Labeled-object pointing entries:
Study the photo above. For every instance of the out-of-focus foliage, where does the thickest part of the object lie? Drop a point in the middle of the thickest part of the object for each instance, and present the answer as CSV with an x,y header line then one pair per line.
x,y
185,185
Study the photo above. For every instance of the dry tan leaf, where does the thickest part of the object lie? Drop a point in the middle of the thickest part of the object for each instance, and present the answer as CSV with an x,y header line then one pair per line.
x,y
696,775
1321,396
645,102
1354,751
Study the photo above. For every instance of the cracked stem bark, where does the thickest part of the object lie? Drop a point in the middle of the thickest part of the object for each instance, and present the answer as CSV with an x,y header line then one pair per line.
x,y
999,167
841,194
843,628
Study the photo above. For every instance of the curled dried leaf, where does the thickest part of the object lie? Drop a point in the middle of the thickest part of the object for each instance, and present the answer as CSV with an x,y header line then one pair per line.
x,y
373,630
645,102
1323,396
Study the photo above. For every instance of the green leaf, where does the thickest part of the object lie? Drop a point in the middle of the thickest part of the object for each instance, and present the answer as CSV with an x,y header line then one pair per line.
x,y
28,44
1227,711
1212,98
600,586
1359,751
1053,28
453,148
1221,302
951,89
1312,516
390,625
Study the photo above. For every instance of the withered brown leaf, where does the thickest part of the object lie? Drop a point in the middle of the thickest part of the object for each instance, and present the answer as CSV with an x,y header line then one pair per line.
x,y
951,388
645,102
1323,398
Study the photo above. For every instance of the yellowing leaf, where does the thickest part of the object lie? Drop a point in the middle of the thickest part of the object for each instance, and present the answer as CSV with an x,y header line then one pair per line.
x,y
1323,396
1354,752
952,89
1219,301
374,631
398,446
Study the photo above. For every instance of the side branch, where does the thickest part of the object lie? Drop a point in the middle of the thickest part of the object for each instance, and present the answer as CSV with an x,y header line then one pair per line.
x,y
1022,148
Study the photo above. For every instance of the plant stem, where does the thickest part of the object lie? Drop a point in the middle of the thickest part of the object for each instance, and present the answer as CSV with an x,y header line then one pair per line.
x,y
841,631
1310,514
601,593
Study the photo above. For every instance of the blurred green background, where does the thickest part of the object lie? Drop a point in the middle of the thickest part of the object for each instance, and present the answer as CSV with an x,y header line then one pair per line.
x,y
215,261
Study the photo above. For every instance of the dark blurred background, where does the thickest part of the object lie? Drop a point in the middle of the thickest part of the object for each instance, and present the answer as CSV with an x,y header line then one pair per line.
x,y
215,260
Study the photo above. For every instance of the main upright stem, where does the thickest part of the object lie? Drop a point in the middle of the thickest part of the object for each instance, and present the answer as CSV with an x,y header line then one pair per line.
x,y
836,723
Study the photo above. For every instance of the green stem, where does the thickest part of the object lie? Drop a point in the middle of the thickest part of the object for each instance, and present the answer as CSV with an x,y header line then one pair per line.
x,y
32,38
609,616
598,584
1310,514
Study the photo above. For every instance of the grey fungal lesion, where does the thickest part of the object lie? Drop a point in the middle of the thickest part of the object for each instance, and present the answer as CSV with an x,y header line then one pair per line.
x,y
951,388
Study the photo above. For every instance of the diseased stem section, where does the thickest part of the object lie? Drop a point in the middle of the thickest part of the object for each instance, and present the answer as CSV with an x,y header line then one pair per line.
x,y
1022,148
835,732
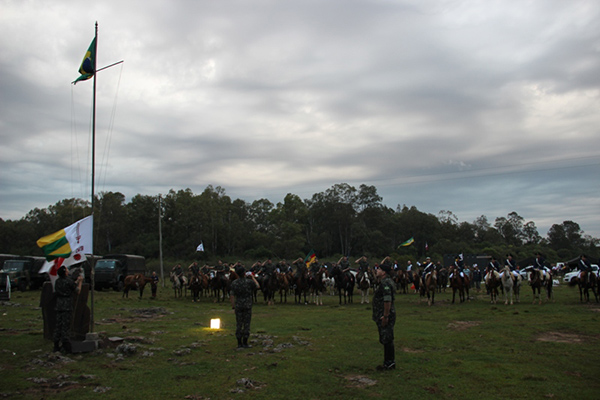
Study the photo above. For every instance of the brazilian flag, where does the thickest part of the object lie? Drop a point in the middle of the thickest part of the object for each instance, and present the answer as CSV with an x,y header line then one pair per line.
x,y
87,65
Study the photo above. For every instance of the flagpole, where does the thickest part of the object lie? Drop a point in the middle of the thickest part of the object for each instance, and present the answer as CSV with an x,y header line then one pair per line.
x,y
93,267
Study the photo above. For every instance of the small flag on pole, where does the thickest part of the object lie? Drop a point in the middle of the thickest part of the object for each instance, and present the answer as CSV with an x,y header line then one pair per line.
x,y
407,243
310,258
87,65
74,240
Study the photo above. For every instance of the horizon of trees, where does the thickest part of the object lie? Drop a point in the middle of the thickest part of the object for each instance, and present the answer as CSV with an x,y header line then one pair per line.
x,y
342,220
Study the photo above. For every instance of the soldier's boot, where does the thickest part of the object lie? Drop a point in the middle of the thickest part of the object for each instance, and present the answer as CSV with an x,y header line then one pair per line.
x,y
67,347
246,345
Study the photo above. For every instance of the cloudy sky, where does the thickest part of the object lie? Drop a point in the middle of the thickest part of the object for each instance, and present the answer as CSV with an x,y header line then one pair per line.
x,y
477,107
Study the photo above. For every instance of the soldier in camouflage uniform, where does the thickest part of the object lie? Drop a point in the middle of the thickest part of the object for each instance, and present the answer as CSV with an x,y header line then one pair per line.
x,y
242,291
63,289
384,314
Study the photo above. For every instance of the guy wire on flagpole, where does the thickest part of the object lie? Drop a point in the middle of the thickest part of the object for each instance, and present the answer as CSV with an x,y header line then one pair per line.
x,y
93,261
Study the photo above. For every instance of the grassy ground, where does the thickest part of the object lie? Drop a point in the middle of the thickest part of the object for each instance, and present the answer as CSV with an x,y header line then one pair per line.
x,y
474,350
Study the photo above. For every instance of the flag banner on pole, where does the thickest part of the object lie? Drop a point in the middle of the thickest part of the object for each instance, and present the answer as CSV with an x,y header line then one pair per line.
x,y
407,243
310,258
72,242
87,65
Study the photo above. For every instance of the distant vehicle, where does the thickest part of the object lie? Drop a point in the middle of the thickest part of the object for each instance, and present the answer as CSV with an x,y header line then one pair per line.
x,y
23,272
111,270
574,274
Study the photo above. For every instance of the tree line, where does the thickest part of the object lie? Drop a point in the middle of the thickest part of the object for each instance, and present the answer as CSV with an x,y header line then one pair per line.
x,y
342,220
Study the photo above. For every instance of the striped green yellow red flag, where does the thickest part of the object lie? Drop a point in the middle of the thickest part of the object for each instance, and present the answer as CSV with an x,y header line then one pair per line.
x,y
88,64
407,243
55,245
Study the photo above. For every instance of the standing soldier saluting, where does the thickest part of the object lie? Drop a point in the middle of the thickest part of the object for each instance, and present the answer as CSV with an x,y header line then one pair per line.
x,y
64,287
384,313
242,290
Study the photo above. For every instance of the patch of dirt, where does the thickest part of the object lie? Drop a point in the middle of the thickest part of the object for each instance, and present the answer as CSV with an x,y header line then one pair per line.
x,y
359,381
462,325
407,350
559,337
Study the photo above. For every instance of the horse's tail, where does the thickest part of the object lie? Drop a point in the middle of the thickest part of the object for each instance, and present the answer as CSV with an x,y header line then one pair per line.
x,y
574,281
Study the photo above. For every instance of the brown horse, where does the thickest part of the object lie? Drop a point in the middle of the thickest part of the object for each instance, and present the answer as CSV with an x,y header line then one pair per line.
x,y
135,282
535,280
459,284
430,285
301,283
317,285
284,285
585,285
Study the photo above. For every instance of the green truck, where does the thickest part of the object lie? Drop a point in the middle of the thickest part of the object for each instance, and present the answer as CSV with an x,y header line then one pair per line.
x,y
23,272
111,270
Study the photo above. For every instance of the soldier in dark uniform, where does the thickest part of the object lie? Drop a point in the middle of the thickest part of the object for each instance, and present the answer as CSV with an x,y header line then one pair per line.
x,y
584,266
429,267
64,287
384,315
242,291
154,284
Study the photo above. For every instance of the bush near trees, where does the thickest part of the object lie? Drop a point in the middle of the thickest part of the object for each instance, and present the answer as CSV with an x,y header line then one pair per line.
x,y
341,220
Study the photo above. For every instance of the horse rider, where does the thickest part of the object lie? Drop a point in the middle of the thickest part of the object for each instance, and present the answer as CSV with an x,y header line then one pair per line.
x,y
429,267
584,266
194,269
178,271
459,266
493,266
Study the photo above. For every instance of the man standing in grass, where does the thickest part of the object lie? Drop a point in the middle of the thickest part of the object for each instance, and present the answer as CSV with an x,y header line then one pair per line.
x,y
242,290
384,313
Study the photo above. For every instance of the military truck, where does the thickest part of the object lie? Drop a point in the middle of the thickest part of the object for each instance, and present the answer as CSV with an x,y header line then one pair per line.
x,y
23,272
111,270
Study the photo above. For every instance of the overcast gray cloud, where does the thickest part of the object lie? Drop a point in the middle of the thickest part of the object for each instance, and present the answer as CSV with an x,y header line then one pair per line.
x,y
477,107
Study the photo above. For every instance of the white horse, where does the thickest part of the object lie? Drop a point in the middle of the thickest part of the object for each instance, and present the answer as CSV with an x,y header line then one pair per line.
x,y
178,283
508,284
364,285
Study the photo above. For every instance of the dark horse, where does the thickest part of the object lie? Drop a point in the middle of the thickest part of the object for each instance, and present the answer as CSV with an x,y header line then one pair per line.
x,y
536,282
344,283
459,284
270,286
135,282
585,285
492,282
301,283
195,286
430,284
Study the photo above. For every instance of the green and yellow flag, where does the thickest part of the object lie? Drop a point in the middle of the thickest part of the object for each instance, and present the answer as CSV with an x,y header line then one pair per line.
x,y
407,243
310,258
87,65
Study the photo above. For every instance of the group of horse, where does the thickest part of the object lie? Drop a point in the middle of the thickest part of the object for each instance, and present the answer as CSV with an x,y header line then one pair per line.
x,y
310,287
307,287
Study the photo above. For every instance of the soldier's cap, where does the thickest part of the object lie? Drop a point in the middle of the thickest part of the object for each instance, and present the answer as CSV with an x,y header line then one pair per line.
x,y
386,267
240,270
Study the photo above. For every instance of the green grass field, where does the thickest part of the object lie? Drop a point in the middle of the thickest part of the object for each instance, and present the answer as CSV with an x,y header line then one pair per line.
x,y
474,350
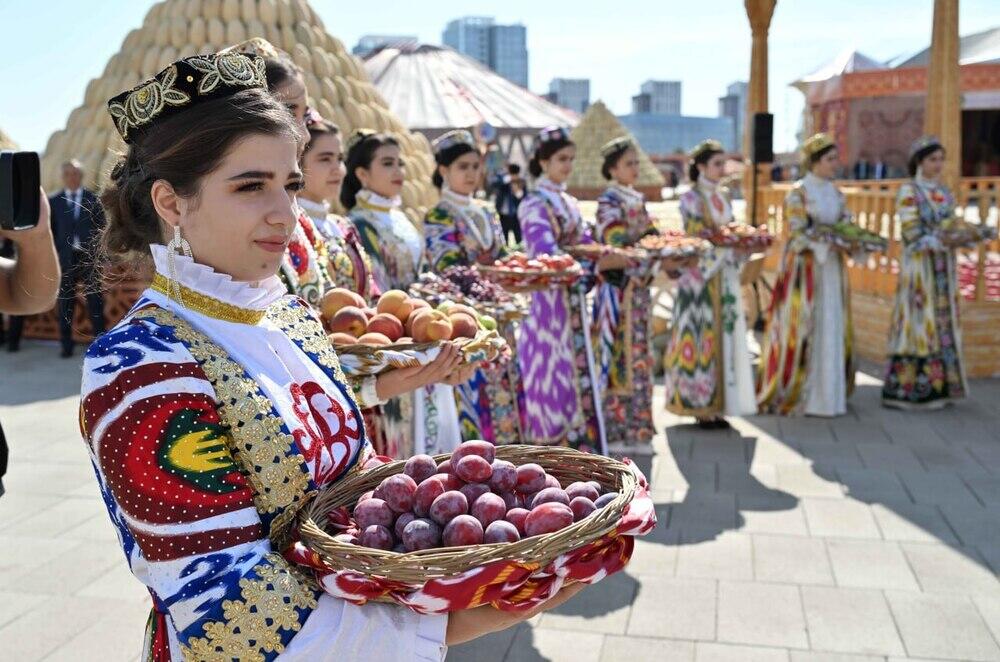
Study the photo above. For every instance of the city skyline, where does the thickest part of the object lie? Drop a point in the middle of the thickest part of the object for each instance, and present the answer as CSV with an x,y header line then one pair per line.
x,y
569,41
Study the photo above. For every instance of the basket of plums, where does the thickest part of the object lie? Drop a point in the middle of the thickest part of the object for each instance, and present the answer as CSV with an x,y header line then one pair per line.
x,y
506,526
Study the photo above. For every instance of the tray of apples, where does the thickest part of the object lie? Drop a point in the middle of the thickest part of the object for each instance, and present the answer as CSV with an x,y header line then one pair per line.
x,y
519,273
738,235
402,331
502,525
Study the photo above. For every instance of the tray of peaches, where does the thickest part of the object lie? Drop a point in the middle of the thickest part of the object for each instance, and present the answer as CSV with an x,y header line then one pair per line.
x,y
519,273
403,331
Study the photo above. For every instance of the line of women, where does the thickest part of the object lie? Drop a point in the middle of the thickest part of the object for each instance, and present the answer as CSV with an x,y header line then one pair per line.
x,y
218,407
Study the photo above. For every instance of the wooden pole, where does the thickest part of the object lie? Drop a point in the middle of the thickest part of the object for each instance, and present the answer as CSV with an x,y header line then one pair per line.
x,y
943,110
759,12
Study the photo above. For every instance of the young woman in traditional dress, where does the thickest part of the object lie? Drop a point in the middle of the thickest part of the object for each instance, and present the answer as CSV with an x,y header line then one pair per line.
x,y
925,368
562,404
707,365
217,408
428,422
461,230
807,356
623,307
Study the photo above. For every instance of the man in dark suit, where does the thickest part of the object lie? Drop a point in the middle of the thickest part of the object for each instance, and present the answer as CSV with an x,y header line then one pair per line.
x,y
77,219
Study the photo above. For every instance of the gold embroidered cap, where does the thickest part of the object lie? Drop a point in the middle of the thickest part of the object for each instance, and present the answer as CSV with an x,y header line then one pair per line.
x,y
452,138
706,146
925,142
616,145
184,83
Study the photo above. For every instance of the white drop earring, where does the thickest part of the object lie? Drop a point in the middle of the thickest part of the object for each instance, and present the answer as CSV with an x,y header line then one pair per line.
x,y
177,245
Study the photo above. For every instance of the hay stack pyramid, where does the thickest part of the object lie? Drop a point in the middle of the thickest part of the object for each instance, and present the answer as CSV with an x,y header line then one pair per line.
x,y
336,82
597,126
6,142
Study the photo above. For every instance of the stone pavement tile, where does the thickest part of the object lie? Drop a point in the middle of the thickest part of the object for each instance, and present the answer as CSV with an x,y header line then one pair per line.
x,y
801,481
759,518
555,646
888,456
791,560
761,614
989,609
674,608
706,652
828,456
858,432
840,518
937,487
726,557
603,607
943,569
50,624
850,621
941,626
653,558
912,522
634,649
870,564
974,525
69,571
987,488
15,605
815,656
870,485
488,648
55,521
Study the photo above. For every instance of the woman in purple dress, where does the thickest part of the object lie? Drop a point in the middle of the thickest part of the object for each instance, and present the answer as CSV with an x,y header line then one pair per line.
x,y
557,359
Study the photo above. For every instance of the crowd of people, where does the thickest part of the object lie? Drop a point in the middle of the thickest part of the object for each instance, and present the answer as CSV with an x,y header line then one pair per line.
x,y
218,405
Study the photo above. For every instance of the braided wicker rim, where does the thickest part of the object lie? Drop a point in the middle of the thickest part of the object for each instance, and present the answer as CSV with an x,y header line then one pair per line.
x,y
566,464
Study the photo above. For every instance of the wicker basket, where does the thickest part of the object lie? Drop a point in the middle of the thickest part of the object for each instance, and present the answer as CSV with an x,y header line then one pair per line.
x,y
407,572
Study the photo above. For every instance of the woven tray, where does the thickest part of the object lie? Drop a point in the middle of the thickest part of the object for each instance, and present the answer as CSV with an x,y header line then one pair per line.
x,y
511,576
361,360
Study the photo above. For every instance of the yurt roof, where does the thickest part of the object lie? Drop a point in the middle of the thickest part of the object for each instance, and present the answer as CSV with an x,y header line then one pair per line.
x,y
597,127
336,82
434,87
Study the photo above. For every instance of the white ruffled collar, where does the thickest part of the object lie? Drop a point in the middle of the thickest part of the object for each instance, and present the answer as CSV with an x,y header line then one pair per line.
x,y
207,281
373,199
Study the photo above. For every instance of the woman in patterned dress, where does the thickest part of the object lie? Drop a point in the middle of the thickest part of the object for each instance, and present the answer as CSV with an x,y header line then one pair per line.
x,y
708,368
562,403
925,368
624,306
461,230
428,421
216,408
807,359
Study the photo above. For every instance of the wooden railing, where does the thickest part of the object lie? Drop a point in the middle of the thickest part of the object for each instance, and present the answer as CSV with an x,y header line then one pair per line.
x,y
873,205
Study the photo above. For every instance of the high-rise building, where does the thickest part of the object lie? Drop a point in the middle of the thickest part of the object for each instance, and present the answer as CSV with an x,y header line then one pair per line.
x,y
502,48
572,93
371,42
734,105
660,97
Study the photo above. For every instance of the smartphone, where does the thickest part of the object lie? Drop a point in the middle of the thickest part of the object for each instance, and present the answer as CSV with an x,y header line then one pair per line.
x,y
20,178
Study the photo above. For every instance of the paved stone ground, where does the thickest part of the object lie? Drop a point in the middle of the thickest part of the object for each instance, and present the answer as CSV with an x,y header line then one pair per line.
x,y
875,536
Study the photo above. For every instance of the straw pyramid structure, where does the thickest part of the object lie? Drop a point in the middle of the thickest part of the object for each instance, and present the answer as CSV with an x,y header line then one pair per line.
x,y
597,126
337,84
6,142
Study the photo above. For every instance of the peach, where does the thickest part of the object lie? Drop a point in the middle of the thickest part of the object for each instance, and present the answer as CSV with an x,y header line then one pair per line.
x,y
338,298
341,338
395,302
349,319
386,324
463,326
374,339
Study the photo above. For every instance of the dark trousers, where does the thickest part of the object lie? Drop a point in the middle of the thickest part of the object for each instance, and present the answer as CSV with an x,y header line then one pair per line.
x,y
79,272
510,225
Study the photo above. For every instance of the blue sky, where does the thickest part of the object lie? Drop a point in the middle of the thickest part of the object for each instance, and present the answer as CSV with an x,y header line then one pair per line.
x,y
50,49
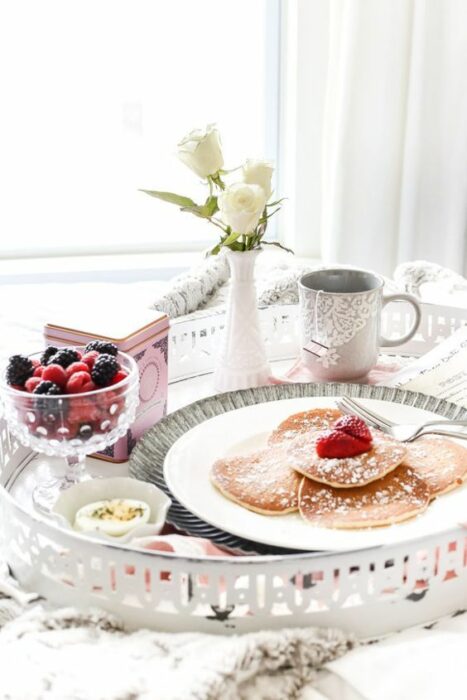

§ TASK OBJECTIVE: Which lines of the records contain the string "section"? Copy out each of them.

§ OUTPUT BELOW:
Study the photo above. For every instance of the diseased stem section, where does the thickest part of the object lie? Drop a point in the middle of the thickest part of the object for each instance, and present the answer as CSV with an x,y header line then one pair per line.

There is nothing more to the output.